Estratto fornito:
..............................
Personale sanitario. Solo +Europa propone di garantire programmazione, formazione, organizzazione e gestione del personale del Ssn con un quadro legislativo e finanziario coerente e incentrato su qualità e merito. Da numerosi partiti proposte generiche sulla necessità di potenziare il personale sanitario (+Europa, coalizione di centrodestra, Italexit). Alleanza Verdi e Sinistra propone l’assunzione di 40 mila operatori in tre anni; Azione-Italia viva-Calenda di semplificare le procedure per il riconoscimento di titoli di studio esteri per tutte le professioni sanitarie. Varie proposte per migliorare contratti e retribuzione (+Europa, Alleanza Verdi e Sinistra, Azione-Italia viva, Italexit, Movimento 5 Stelle). «A fronte di queste lodevoli intenzioni – commenta Cartabellotta – nessun partito, stando ai programmi depositati al Viminale, tiene conto che la prima azione politica per potenziare il capitale umano del Ssn consiste nell’abolizione dei tetti di spesa per il personale». Sui medici di famiglia Alleanza Verdi e Sinistra propongono il contratto dipendente; Italexit un aumento dei contratti di formazione per la medicina generale e il Partito democratico un nuovo “piano di assunzione” di Mmg. Sulle scuole di specializzazione i partiti della coalizione di centrodestra propongono un generico “riordino”; Azione-Italia viva e Partito democratico un contratto specifico di formazione-lavoro che superi il meccanismo delle borse di studio; Italexit di potenziare numero e importo delle borse di studio. A favore dell’abolizione del numero chiuso a medicina Italexit e Alleanza Verdi e Sinistra che lo chiede anche per gli infermieri, oltre al Movimento 5 Stelle, più in generale, per l’accesso all’Università. «Il “numero chiuso” – commenta Cartabellotta – in realtà è un “numero programmato”: la sua abolizione, oltre ad essere difficilmente attuabile per capienza degli atenei e disponibilità di docenti, in assenza di un parallelo incremento delle borse di studio per la specializzazione e per la medicina generale non risolve affatto la carenza di personale ed espande l’imbuto formativo, rischiando peraltro di alimentare il lavoro a basso costo e la fuga dei laureati verso l’estero».
..............................
Compito da svolgere: Prosegui l'estratto sulle proposte dei partiti per il personale sanitario, ripartendo subito dopo la sua ultima frase. Il materiale non ha alcun ruolo in questo lavoro.
..............................
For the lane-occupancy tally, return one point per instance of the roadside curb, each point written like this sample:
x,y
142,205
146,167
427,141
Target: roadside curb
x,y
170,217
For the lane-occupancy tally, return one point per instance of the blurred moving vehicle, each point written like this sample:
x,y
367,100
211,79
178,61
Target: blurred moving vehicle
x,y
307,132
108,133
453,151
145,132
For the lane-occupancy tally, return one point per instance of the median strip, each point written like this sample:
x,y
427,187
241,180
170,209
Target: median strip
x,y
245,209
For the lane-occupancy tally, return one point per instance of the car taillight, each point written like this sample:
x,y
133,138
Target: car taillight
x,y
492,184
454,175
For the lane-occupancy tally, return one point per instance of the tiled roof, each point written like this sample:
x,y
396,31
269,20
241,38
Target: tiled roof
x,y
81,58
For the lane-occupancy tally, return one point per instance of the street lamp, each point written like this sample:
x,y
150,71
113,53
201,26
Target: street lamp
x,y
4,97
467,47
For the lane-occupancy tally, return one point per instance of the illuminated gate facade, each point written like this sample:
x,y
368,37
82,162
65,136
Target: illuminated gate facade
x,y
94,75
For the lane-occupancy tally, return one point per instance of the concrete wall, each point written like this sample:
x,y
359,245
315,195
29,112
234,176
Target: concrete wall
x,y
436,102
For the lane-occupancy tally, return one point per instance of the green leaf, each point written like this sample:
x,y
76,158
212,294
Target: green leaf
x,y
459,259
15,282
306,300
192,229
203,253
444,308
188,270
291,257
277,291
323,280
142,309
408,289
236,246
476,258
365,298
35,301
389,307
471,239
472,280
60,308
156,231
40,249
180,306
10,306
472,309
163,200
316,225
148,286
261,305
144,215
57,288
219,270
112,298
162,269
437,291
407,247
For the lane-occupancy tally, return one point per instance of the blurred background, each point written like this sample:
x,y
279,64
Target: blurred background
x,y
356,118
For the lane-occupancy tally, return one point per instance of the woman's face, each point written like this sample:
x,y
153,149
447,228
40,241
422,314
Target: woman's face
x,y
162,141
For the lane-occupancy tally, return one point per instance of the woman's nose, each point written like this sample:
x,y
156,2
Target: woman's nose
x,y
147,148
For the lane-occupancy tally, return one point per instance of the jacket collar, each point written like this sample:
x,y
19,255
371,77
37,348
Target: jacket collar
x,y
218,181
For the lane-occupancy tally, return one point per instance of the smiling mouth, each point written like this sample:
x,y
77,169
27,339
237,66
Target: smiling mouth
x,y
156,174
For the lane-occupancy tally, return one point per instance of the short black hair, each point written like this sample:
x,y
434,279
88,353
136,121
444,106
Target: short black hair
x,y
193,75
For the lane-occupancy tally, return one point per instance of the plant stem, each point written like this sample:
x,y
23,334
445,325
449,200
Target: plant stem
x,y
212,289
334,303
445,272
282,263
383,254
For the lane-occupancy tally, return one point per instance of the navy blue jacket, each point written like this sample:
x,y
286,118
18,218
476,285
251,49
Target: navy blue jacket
..............................
Risposta al compito:
Sanità integrativa. Alleanza Verdi e Sinistra propone di abolire i vantaggi fiscali per polizze assicurative sanitarie e fondi sanitari integrativi.

Informazione istituzionale. +Europa propone di attuare programmi di cultura scientifica nelle scuole e tramite i canali di informazione di massa.

Ricerca biomedica. Azione-Italia viva-Calenda propone di destinare almeno il 3% del Fondo sanitario nazionale alla ricerca, sostenere la filiera delle Scienze della vita e dei dispositivi e rimuovere gli ostacoli burocratici che rendono l’Italia poco attrattiva per le ricerche cliniche. Alleanza Verdi e Sinistra punta a potenziare la ricerca indipendente sui farmaci. Varie le proposte sulla ricerca in generale, senza riferimento specifico alla ricerca biomedica, con focus principale sull’incremento degli investimenti (Alleanza Verdi e Sinistra, coalizione di centro-destra, Di Maio, Movimento 5 Stelle, Partito emocratico).

Ticket. I partiti della coalizione di centrodestra propongono di estendere le prestazioni medico sanitarie esenti da ticket.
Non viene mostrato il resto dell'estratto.